Rewrite the records with "mark a dot" replaced by "place a point" everywhere it occurs, keeping everything else the same, and leave out the pictures.

━━━━━ Listed entries

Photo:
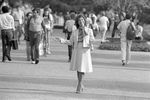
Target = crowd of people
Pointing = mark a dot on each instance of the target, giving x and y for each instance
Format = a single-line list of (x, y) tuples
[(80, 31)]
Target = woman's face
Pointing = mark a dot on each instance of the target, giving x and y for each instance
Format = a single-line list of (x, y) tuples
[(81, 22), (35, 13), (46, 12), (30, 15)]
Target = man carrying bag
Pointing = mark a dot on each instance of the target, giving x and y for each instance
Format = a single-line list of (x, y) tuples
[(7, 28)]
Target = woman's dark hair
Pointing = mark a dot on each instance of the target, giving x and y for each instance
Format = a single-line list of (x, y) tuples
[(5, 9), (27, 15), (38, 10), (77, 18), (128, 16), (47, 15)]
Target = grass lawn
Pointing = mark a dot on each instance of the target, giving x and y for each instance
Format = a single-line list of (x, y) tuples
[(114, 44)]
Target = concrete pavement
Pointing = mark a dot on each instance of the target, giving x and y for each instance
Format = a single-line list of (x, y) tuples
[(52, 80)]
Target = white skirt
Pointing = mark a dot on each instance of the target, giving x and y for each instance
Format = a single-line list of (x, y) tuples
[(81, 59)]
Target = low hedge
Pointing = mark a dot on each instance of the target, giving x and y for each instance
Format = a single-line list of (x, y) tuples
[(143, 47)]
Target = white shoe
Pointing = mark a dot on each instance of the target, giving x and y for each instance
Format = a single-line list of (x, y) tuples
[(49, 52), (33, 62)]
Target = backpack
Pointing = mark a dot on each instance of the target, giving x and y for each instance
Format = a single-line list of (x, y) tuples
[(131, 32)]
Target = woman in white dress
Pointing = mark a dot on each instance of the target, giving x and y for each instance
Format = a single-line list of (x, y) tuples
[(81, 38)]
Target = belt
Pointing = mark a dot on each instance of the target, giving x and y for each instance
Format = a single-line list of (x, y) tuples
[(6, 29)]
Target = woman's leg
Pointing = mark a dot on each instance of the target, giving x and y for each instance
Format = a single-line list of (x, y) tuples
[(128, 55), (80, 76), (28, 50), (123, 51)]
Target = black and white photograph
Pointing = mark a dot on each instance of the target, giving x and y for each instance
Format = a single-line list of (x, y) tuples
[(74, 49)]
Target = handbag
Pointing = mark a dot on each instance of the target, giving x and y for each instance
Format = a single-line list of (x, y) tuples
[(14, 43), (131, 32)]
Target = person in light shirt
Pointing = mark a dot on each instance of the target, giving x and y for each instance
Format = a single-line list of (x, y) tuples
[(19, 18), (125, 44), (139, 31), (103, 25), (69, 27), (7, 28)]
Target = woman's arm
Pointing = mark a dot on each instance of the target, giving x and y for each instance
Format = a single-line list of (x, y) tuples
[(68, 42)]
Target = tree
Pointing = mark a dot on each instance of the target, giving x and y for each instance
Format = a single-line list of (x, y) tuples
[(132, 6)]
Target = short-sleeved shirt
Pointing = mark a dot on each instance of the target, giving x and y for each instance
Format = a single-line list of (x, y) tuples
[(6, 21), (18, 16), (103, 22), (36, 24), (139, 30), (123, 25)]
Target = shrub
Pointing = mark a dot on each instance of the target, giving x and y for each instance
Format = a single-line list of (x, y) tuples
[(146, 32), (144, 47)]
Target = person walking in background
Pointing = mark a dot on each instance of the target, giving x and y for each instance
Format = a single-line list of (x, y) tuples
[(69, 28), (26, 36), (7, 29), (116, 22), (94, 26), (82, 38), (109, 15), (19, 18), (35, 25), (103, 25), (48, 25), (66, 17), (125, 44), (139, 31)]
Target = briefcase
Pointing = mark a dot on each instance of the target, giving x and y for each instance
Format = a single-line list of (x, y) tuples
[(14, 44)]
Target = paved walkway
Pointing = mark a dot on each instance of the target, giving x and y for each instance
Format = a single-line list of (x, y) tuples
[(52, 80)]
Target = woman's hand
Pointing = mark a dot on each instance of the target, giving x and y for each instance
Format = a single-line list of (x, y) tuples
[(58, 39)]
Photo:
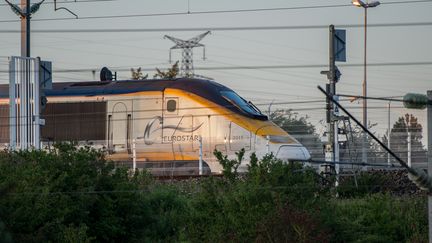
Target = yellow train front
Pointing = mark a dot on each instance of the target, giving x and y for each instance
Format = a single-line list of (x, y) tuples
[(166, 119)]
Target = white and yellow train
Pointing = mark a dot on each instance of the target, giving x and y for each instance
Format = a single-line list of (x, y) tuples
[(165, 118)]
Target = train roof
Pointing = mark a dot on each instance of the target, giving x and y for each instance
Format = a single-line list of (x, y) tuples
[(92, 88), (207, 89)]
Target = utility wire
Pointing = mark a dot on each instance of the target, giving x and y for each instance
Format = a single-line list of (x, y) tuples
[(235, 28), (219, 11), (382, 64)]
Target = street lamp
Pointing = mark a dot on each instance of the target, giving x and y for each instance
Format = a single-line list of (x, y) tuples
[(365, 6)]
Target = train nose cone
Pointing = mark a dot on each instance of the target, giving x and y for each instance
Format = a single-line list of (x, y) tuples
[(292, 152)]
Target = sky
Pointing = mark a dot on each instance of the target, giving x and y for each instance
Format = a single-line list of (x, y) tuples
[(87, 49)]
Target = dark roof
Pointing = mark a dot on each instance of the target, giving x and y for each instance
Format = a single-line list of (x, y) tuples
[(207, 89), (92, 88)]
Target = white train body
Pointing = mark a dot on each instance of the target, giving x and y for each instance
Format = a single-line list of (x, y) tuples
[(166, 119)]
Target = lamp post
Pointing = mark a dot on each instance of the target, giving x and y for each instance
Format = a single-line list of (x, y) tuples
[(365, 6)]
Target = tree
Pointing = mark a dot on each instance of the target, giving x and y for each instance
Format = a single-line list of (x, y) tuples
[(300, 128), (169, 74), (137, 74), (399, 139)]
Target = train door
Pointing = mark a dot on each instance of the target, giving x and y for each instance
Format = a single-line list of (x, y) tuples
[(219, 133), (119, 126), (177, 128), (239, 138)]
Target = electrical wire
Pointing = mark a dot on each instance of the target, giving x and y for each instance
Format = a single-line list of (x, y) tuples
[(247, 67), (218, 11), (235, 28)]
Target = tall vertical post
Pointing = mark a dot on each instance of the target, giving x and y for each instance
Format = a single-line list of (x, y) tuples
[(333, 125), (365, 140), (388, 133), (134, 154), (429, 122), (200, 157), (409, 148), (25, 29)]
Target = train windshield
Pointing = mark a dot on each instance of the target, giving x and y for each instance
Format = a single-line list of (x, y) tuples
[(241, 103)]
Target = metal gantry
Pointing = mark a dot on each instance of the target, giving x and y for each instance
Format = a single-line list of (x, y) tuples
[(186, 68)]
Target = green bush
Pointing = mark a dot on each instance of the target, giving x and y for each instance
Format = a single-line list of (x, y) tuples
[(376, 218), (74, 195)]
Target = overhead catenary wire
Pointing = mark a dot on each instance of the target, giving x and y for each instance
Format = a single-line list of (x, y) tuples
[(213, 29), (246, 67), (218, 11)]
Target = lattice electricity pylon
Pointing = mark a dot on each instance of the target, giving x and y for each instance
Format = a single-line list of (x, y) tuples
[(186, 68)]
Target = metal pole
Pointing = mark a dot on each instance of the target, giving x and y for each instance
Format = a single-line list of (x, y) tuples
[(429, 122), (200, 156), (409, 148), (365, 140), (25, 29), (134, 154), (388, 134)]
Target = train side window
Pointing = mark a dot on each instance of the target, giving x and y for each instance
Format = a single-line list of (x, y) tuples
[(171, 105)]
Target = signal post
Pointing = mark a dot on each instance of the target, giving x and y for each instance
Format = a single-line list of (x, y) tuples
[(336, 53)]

━━━━━━━━━━

- **Final result**
Photo:
Target = crowd of people
Pointing = place a point on each instance of the target, giving x and y for each instance
Format = a single-line list of (x, y) tuples
[(80, 31)]
Target = woman's face
Pointing = place a point on each instance of the target, giving x and y for each instance
Format = a single-line list of (x, y) tuples
[(81, 22), (35, 13), (46, 12), (30, 15)]
Target = man carrying bag
Pointing = place a point on each instance of the target, giving x and y for each instance
Format = a single-line list of (x, y) tuples
[(7, 28)]
Target = woman's dark hair
Pointing = place a point on each instance of the target, giving x and y for each instance
Format = a single-line list of (x, y) tuples
[(5, 9), (27, 15), (38, 10), (77, 18), (128, 16), (47, 15)]
Target = grass lawn
Pointing = place a point on each instance of the target, giving x and y for each instance
Format = a single-line list of (x, y) tuples
[(114, 44)]
Target = concrete pavement
Pointing = place a point on each instance of the target, giving x and y for each instance
Format = a single-line list of (x, y) tuples
[(52, 80)]
Target = white skirt
Pointing = place a point on each instance of the target, giving x and y for each instance
Format = a single-line list of (x, y) tuples
[(81, 59)]
Target = low hedge
Pointing = place a point on each instance of the target, giving x and y for each instance
Format = a single-line list of (x, y) tuples
[(143, 47)]
Target = white shoe
Pointing = place a point on each instance of the target, giving x and y for each instance
Format = a single-line list of (x, y) tuples
[(49, 52), (33, 62)]
Target = backpack
Pointing = place a point on each instance of the target, giving x and y for each instance
Format = a single-line list of (x, y) tuples
[(131, 32)]
Target = woman in white dress
Pointing = place a point on each instance of the target, giving x and y for each instance
Format = a single-line list of (x, y) tuples
[(81, 38)]
Target = belt
Pointing = place a point on each instance of the target, giving x and y for each instance
Format = a single-line list of (x, y) tuples
[(6, 29)]
Target = woman's leg
Pointing = place a point on each instance of the target, giving x and y for each instance
Format = a single-line list of (x, y) tuples
[(128, 55), (80, 76), (28, 50), (123, 51)]
Target = black and white photograph
Pointing = place a point on each instance of the target, giving x and y for each instance
Format = a single-line list of (x, y) tuples
[(74, 49)]
Target = handbag
Pointing = place a point on each instance of the target, giving x and y for each instance
Format = a single-line list of (x, y) tuples
[(14, 43), (131, 32)]
Target = person in light shirt
Pointing = place a point on each instance of the target, giving x and y for each instance
Format = a single-line list of (x, y) tuples
[(19, 18), (125, 44), (139, 31), (103, 25), (69, 27), (7, 28)]
Target = woman's arm
Pointing = place a point on each instance of the target, giving x and y for each instance
Format = a single-line list of (x, y) tuples
[(68, 42)]
Target = tree
Pointing = place a point on each instance of the target, giving x and y for each instance
Format = a single-line list of (x, y) tuples
[(132, 6)]
Target = short-sleeved shirt
Pointing = place a point on each instance of the target, giving x and y for each instance
Format = a single-line list of (x, y) tuples
[(6, 21), (18, 16), (103, 22), (36, 24), (139, 30), (123, 25)]
Target = shrub
Pointing = place a point on each instance of the target, giving x and y for each instance
Format = a single-line list of (x, y) tuples
[(146, 32), (144, 47)]
Target = person walking in background
Pointing = place a point on each instance of the target, giving x and y for each instance
Format = a single-line list of (x, y) tuples
[(69, 28), (26, 36), (7, 29), (116, 22), (94, 26), (82, 38), (109, 15), (19, 18), (35, 25), (103, 25), (48, 25), (66, 17), (125, 44), (139, 31)]
Target = briefcase
Pointing = place a point on each instance of the target, giving x and y for each instance
Format = a single-line list of (x, y) tuples
[(14, 44)]
Target = paved walkway
Pointing = place a point on each instance of the target, giving x and y for each instance
Format = a single-line list of (x, y) tuples
[(52, 80)]
Target = woman's hand
Pointing = place a point on each instance of the target, giving x and y for each instance
Format = a single-line list of (x, y) tuples
[(58, 39)]
Photo:
Target = yellow train front
Pointing = place a point on each instance of the target, giving x and y for each instance
Format = a single-line list of (x, y) tuples
[(166, 119)]
Target = white and yellow train
Pointing = place a point on each instance of the target, giving x and y for each instance
Format = a single-line list of (x, y) tuples
[(165, 118)]
Target = train roof
Pointing = place a point on each instance of the target, giving x and y for each instance
Format = a single-line list of (x, y) tuples
[(92, 88), (207, 89)]
Target = utility wire
Pointing = place a point on each instance of the target, giving x and y for each instance
Format = a single-line list of (x, y) tuples
[(235, 28), (219, 11), (382, 64)]
Target = street lamp
Pointing = place a point on each instance of the target, giving x and y for each instance
Format = a single-line list of (x, y) tuples
[(365, 6)]
Target = train nose cone
Pointing = place a point on each instance of the target, giving x and y for each instance
Format = a single-line list of (x, y) tuples
[(292, 152)]
Target = sky
Pointing = place a point on each instance of the target, giving x and y for each instance
Format = a single-line list of (x, y) tuples
[(87, 49)]
Target = dark roof
Pointing = place a point on each instance of the target, giving x and y for each instance
Format = a single-line list of (x, y) tuples
[(207, 89), (92, 88)]
Target = white train body
Pointing = place a point on each instance of the target, giving x and y for each instance
Format = a single-line list of (x, y) tuples
[(166, 119)]
Target = lamp post
Pointing = place a point on each instance of the target, giving x and y for each instance
Format = a single-line list of (x, y) tuples
[(365, 6)]
Target = tree
Pointing = place a point on each instance of the target, giving x and y for each instance
Format = a single-line list of (x, y) tuples
[(300, 128), (169, 74), (137, 74), (399, 139)]
Target = train door
Pointing = place a point on each instance of the target, giving x and y for each instance
Format = a single-line list of (x, y) tuples
[(219, 133), (119, 126), (177, 128), (239, 138)]
Target = electrical wire
Pointing = place a point on each instance of the target, giving x and y for each instance
Format = a single-line list of (x, y) tuples
[(247, 67), (218, 11), (235, 28)]
Target = tall vertical post
Pointing = place a point on each instance of the target, giving x and y for each instance
Format = a single-line list of (x, y) tuples
[(333, 125), (365, 140), (388, 133), (134, 154), (429, 122), (200, 157), (409, 148), (25, 29)]
Target = train windshield
Pointing = place a point on each instance of the target, giving x and y for each instance
Format = a single-line list of (x, y) tuples
[(241, 103)]
Target = metal gantry
Pointing = place a point on each instance of the target, giving x and y for each instance
Format = a single-line list of (x, y) tuples
[(186, 68)]
Target = green bush
Pointing = place a point on each instance of the target, giving x and y for each instance
Format = a single-line list of (x, y) tuples
[(376, 218), (74, 195)]
Target = overhead catenary wire
Pointing = place a point on each instance of the target, giving x and y for each instance
Format = a single-line list of (x, y) tuples
[(213, 29), (246, 67), (218, 11)]
Target = lattice electricity pylon
Pointing = place a point on each instance of the target, giving x and y for each instance
Format = a single-line list of (x, y) tuples
[(186, 68)]
Target = metal pole
Pointing = place a point on each instance of the target, giving x and y for each instance
Format = a single-line list of (x, y) tuples
[(429, 122), (200, 156), (409, 148), (365, 140), (25, 29), (134, 154), (388, 134)]
Target = train side window
Pointing = place a point on each instance of the target, giving x and y for each instance
Format = a single-line list of (x, y) tuples
[(171, 105)]
Target = signal post
Pointing = place a point on each instance of the target, giving x and y for each instance
Format = a single-line list of (x, y) tuples
[(336, 53)]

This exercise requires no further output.